→ Task instructions:
1. Could you reproduce the Facebook Timeline piece from "Here’s the thing: the" to "my life history.", swapping "life history" for "personal past"?
2. Can you carry on the Facebook Timeline piece from the point where it stops?

→ Supplied passage:
════════════════════

Cue the groans and wailing.
Jokes aside, this new development features one particularly noteworthy element: Timeline.
Timeline essentially replaces the old standby, the Wall, to make it more crisp, chronological and inclusive. Instead of separating and categorizing changes and prioritizing “Wall posts”, all elements are laid out as they chronologically occur along a thin grey line that stretches down the center of the page - the “Timeline”, if you will.
Facebook developers had first access to it, but regular users were able to get Timeline by exploiting the Facebook Developer app, normally used to create legitimate applications for the platform. By mindlessly clicking through a couple pages, you can become a “developer” as well (even if your app literally does nothing).
That’s what I did, although I’m not sure why - only others with Timeline can see the changes on your profile.
Regardless, it’s a big, bold move by Zuckerberg and Co. Overall? I like it - it’s more visual, more intuitive, and comes off looking more like a cool blog than just a Facebook page.
One specific feature of this change, though, stuck out to me. It’s a series of links on the side of the page, near the top - a sequence of years, starting from when your profile was “born”.
Basically, you can see everything that you’ve done on Facebook since you first began tentatively posting, way back when.
It makes sense, because Mark Zuckerberg declared in a live keynote speech (doing his best Steve Jobs impersonation) that Timeline would show “the story of your life.”
That sounds good and all, but here’s the kicker: is this something we really need?
Here’s the thing: the story of my life, documented online? It’s checkered. There are ridiculous, sophomoric (literal and figurative) moments involved. There are my awkward and “subtle” attempts to woo over select females. And, of course, there are my ex-girlfriends.
Clicking through the so-called story of my life, I found myself reliving, re-investigating these moments of the past.
I’m not sure I liked it.
Maybe it’s just a “look to the future” mentality I have, but the ability to see my life history isn’t necessarily something I want.
More importantly, I’m not sure I want OTHERS to have the ability to see my life history.
Facebook stalking, as it’s referred to, feels like it's already at an all-time high. Creeping on peoples’ Walls, looking through their pictures, examining - and then over-examining - every detail, assumption, inference: it’s a phenomenon, and one that’s extremely difficult to resist in this age of inter-connectivity.
Psychology blogger Seth Meyers points out this destructive cycle, referring to it as "unhealthy":
The worst of the Facebook OCD I see (and keep in mind that I use the term "OCD" here to compare it to a well known psychological disorder, not to suggest that this is a mental-health disorder on the same level as professionally diagnosed OCD) happens when men and women in romantic relationships end those relationships.

════════════════════

→ Dataset records:
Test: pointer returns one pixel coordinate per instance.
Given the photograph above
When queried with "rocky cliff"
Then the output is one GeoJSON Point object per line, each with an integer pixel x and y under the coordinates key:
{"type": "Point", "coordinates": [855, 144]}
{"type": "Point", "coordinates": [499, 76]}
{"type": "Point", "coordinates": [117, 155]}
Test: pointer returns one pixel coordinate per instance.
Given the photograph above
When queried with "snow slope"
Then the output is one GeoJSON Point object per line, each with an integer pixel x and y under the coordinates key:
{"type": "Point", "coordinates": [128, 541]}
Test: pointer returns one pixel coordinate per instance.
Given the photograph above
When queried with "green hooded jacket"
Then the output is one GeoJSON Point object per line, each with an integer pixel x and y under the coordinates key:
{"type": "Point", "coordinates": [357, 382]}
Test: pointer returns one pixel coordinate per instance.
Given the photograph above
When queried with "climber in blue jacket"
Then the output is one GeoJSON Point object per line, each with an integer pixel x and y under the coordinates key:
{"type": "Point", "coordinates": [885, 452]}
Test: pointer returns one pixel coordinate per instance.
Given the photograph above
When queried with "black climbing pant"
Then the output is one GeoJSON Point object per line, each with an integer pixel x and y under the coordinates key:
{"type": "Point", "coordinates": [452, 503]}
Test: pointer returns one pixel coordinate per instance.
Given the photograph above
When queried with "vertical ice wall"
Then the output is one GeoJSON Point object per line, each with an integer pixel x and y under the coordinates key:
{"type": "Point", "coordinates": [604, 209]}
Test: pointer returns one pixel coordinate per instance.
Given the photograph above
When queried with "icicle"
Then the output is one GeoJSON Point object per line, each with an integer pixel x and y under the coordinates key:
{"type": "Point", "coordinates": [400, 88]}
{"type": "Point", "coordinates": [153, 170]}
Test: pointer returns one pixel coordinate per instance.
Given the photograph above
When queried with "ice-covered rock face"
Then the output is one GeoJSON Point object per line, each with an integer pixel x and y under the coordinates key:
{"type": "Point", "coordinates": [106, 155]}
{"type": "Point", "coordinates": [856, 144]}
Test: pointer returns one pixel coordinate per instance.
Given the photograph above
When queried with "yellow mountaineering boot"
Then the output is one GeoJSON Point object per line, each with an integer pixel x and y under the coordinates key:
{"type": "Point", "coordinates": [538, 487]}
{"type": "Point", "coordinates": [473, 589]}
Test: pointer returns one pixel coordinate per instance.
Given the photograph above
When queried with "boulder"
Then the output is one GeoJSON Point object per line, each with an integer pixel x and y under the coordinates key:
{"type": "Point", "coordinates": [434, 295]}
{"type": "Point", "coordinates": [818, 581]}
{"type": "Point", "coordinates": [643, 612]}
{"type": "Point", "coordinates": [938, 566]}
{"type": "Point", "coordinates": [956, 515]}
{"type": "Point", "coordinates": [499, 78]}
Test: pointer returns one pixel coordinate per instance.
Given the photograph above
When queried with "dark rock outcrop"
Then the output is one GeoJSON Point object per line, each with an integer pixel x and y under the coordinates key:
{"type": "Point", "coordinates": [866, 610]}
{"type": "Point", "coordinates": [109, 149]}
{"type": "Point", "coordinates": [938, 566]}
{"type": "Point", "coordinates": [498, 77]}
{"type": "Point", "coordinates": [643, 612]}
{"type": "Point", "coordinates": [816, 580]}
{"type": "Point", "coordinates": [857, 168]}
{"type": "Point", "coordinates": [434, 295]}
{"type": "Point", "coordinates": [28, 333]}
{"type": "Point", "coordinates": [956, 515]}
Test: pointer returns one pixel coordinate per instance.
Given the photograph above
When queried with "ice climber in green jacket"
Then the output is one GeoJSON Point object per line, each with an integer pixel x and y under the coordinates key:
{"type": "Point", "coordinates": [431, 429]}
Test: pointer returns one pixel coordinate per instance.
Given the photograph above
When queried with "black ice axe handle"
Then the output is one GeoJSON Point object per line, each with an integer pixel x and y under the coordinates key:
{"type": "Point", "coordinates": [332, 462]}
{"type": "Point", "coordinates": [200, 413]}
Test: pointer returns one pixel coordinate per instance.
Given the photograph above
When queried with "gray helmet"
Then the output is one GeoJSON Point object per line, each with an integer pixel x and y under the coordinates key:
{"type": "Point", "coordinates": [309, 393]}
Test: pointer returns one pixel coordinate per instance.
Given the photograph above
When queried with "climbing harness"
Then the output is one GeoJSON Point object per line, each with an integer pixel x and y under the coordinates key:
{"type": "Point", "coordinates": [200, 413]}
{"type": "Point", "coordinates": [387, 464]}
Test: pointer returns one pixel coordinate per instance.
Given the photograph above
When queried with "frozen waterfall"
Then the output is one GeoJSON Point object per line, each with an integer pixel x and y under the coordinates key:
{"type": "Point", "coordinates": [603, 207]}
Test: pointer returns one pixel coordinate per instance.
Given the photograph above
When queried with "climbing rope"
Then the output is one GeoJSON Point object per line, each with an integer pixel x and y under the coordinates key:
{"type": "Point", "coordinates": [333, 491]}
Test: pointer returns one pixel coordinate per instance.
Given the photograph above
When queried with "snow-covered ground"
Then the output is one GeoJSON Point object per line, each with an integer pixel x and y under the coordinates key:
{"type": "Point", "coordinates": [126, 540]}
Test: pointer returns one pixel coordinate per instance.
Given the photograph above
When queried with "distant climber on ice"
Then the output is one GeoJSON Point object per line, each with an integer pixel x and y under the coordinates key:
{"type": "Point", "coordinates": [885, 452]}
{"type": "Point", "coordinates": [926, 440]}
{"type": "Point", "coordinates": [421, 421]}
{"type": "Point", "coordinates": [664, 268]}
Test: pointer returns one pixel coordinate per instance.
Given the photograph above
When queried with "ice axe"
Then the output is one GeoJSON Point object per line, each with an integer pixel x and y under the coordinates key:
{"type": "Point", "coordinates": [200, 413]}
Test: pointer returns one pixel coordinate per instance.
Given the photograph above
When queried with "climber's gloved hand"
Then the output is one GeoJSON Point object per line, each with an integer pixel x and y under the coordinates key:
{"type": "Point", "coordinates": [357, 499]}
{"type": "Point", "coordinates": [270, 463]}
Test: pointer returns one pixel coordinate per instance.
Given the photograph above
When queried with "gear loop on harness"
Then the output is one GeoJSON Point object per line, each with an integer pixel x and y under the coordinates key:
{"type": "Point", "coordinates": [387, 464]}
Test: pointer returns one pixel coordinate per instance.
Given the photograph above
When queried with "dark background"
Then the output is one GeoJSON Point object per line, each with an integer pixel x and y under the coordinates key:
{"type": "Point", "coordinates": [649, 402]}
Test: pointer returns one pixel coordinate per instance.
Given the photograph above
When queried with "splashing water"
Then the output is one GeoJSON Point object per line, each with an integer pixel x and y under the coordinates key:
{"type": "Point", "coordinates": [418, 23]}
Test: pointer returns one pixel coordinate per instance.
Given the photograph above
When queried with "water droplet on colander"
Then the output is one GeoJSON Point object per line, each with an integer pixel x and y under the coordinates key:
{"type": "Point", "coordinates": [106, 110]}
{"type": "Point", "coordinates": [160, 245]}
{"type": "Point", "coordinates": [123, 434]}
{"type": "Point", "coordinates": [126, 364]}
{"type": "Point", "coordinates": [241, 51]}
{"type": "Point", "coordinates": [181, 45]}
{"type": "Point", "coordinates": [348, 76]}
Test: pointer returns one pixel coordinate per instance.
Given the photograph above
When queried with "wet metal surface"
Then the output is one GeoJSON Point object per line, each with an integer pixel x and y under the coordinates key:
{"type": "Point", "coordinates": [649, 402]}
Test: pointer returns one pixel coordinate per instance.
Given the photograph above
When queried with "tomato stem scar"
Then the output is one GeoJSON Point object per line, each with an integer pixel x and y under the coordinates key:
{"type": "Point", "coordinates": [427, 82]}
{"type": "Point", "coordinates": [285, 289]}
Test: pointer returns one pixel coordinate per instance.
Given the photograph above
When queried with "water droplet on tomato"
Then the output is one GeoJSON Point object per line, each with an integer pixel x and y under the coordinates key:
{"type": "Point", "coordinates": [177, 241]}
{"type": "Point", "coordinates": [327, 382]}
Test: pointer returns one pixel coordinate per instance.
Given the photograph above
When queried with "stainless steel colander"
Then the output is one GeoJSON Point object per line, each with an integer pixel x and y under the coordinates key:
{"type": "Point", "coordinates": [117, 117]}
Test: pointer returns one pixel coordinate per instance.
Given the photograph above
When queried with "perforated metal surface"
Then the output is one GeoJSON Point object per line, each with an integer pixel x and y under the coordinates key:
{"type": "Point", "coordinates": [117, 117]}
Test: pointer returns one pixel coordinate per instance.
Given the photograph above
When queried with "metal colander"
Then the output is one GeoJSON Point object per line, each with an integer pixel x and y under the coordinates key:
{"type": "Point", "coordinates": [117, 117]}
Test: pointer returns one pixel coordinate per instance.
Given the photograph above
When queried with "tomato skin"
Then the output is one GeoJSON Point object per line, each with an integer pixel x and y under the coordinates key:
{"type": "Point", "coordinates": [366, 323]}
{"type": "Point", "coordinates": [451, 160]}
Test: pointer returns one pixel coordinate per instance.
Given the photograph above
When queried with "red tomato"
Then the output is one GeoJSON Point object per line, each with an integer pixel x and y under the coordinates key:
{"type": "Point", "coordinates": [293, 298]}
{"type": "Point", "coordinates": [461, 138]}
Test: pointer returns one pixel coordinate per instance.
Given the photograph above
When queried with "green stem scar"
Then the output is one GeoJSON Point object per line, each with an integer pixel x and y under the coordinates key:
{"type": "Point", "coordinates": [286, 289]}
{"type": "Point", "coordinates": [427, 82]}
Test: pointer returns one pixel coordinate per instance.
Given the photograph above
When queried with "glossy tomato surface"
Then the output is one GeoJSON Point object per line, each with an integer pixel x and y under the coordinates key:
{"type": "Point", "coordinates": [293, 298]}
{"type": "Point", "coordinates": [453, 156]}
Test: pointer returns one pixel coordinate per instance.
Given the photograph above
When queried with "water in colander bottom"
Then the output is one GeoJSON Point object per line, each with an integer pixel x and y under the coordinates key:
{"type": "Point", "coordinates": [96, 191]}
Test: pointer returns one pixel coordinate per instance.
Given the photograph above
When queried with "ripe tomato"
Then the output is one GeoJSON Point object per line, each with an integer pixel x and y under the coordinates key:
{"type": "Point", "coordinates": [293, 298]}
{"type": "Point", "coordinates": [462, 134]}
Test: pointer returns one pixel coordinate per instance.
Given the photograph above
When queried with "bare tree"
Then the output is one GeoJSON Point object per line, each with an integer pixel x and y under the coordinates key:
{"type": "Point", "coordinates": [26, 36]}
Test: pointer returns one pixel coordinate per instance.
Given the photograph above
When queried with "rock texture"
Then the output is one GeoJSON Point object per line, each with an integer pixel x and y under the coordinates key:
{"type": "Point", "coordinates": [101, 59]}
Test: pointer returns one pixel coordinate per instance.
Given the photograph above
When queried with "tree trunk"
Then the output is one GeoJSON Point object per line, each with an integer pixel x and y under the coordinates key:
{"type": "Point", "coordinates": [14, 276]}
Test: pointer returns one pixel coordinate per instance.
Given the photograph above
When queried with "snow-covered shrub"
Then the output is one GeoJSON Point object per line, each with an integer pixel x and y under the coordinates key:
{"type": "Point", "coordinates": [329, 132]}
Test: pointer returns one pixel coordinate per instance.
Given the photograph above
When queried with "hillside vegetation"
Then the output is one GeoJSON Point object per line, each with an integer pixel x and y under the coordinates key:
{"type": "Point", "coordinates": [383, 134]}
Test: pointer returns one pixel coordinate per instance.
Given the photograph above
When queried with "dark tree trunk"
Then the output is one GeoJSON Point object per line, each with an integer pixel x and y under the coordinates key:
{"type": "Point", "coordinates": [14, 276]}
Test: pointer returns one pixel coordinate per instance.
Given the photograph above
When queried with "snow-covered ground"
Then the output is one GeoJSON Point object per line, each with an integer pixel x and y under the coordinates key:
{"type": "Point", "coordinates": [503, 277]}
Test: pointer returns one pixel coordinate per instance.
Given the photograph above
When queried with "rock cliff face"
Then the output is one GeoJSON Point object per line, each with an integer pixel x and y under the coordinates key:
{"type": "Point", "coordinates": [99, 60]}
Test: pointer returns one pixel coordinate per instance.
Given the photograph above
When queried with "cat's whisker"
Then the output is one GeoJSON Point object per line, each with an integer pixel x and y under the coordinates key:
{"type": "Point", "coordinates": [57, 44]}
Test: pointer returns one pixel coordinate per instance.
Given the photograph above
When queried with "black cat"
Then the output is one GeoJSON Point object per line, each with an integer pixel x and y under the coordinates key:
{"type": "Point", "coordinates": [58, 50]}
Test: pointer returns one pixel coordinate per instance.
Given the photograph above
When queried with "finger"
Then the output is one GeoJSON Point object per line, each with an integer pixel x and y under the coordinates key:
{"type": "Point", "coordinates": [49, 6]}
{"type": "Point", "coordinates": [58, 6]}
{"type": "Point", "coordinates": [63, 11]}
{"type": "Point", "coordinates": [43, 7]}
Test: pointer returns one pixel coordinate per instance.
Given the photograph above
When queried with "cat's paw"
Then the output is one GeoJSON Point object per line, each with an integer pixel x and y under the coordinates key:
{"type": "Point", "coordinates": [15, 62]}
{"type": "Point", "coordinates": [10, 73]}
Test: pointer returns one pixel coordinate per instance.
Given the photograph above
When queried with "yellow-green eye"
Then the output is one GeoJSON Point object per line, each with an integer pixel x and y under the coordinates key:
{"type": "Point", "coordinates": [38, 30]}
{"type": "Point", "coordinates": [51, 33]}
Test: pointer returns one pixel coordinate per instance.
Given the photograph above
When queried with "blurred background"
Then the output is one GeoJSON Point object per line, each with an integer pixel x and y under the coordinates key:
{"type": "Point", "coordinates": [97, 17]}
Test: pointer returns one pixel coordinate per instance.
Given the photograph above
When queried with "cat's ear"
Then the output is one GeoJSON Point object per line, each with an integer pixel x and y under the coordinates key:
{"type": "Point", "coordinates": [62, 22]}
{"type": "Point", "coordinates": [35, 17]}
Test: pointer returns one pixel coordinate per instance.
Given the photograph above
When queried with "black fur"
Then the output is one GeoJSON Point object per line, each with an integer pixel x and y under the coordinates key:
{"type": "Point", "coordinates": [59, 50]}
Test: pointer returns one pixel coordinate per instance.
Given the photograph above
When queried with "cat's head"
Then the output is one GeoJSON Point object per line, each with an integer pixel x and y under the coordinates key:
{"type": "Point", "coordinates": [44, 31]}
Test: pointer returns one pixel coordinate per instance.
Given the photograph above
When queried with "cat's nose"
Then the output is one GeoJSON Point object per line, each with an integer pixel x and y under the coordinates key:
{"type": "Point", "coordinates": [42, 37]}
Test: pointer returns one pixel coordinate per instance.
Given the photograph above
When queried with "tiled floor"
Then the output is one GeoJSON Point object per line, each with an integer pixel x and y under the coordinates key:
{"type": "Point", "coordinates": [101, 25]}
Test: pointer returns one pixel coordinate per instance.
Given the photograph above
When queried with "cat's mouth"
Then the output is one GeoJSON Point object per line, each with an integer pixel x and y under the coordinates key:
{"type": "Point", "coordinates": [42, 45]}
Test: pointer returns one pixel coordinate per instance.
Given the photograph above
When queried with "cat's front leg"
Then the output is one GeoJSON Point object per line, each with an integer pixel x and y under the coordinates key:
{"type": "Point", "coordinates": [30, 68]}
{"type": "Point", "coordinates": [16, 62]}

════════════════════

→ Responses:
1.
Here’s the thing: the story of my life, documented online? It’s checkered. There are ridiculous, sophomoric (literal and figurative) moments involved. There are my awkward and “subtle” attempts to woo over select females. And, of course, there are my ex-girlfriends.
Clicking through the so-called story of my life, I found myself reliving, re-investigating these moments of the past.
I’m not sure I liked it.
Maybe it’s just a “look to the future” mentality I have, but the ability to see my personal past isn’t necessarily something I want.
More importantly, I’m not sure I want OTHERS to have the ability to see my personal past.

2.
People look into their targets' Facebook accounts once they've been cut out of their target's friendship circle, trying to glean more information about what he or she is doing now. This behavior, the Facebook obsessor realizes at some point, becomes a problem. Checking Facebook to see what an ex is doing becomes a drug. People start swearing off Facebook, determined to close their accounts and somehow make it impossible to check their obsessee's page again.
But again, it goes both ways. Could being able to relive the past - via Facebook, but still - become a crutch for those feeling down, feeling lonely, feeling lost in the present?
It seems possible. And Amy Muise, from the Cyber-Psychology Department at the University of Guelph (Ontario), even noted in a study that couples who both used Facebook tended to hold more jealous emotions. Clearly, there is a potential for Facebook to harbor negativity in an insidious way.
Add in a dose of everything you've ever done on Facebook, available at your fingertips? Hm.
Facebook's own form of lifelogging is a little different, of course - it hardly features anything as useful as your own car surprising you with new things to do.
And isn't Facebook more about the present, about interaction, about networking and the immediate flow of information from person to person? Social media in general live and die by progression, and it's a curious decision for Zuckerberg to push Facebook now as a way to memorialize your life instead of push it ahead.
In any case, Timeline proves to be an intriguing - and possibly emotionally confusing - addition to the world of social media. What people tend to forget, it seems, is that Facebook can be the perfect hub of all of our joy - but all of our faults and failures as well.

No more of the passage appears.